» **Extract**:
A monitor equivalency study can be viewed as a form of cross-validation study in which the validity of a monitor is compared with a criterion measure or with other alternative monitors. If multiple monitors are compared with the same criterion, then the relative validity of each monitor is directly compared with the criterion measure (criterion validity). If monitors are compared with each other to test agreement, then the study is focused more on convergent (or concurrent) validity. Criterion evidence is always desirable, but knowing whether two instruments provide equivalent information can still be helpful. Recommendations for best practices are drawn primarily from measurement literature. Measurement theorists emphasize that establishing validity is a process and that because multiple pieces of information are needed to document validity, it cannot be accomplished in a single study. The following guidelines are provided to standardize and improve the quality of monitor comparison studies. The focus is on validity comparisons rather than reliability comparisons because validation studies are more common and the more pressing need. Reliability also is a prerequisite for validity, so major problems with reliability will be evidenced by weak validity evidence.
Because many competing accelerometry-based devices are now available, it is important to compare them on common grounds. The most appropriate outcome measure is energy expenditure because this outcome can be directly related to levels of physical activity using accepted MET-based categorization (e.g., moderate-intensity activity between 3 and 5.9 METs) (3,4). The other major advantage of standardizing on the basis of energy expenditure is that methods are available to provide appropriate criterion data, such as indirect calorimetry or doubly labeled water (16).

» **Exercise task 1**: Count the rows that contain the word "caboose", treating uppercase and lowercase as different, and give only that number.

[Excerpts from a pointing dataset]
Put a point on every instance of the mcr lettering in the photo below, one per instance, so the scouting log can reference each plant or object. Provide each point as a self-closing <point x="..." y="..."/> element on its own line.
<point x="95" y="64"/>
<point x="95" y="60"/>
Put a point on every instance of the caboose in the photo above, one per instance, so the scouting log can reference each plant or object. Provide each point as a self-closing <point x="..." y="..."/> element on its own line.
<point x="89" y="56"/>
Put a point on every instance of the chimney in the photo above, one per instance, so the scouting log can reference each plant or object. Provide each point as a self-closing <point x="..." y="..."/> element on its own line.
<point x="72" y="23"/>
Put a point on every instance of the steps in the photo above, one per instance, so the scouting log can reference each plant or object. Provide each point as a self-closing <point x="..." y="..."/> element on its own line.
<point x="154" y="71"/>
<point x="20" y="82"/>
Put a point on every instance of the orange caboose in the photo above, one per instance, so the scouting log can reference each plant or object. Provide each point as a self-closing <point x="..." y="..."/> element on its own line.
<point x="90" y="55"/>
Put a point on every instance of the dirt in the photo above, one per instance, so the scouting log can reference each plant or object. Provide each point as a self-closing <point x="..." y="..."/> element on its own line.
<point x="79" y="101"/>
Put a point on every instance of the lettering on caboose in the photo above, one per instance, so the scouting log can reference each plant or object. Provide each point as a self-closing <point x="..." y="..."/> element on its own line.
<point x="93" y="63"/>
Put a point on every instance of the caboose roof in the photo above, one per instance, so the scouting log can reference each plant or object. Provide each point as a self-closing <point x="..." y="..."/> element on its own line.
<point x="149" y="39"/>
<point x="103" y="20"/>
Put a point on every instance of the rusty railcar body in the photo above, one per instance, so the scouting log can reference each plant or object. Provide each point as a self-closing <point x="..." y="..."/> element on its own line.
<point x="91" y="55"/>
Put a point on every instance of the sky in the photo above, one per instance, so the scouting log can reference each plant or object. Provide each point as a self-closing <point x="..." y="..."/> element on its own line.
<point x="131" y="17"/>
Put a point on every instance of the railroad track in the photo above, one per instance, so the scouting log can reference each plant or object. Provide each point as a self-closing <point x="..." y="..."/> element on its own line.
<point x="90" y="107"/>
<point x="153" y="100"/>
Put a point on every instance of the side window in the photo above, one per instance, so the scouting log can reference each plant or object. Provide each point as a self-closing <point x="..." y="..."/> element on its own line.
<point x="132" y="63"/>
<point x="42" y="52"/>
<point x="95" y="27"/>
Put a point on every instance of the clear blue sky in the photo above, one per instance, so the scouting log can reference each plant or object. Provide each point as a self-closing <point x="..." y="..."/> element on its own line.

» **Exercise task 2**: According to the passage on monitor comparison studies, what is the most appropriate outcome measure for comparing accelerometry-based devices?

» **Final result 1**: 4

» **Final result 2**: Energy expenditure.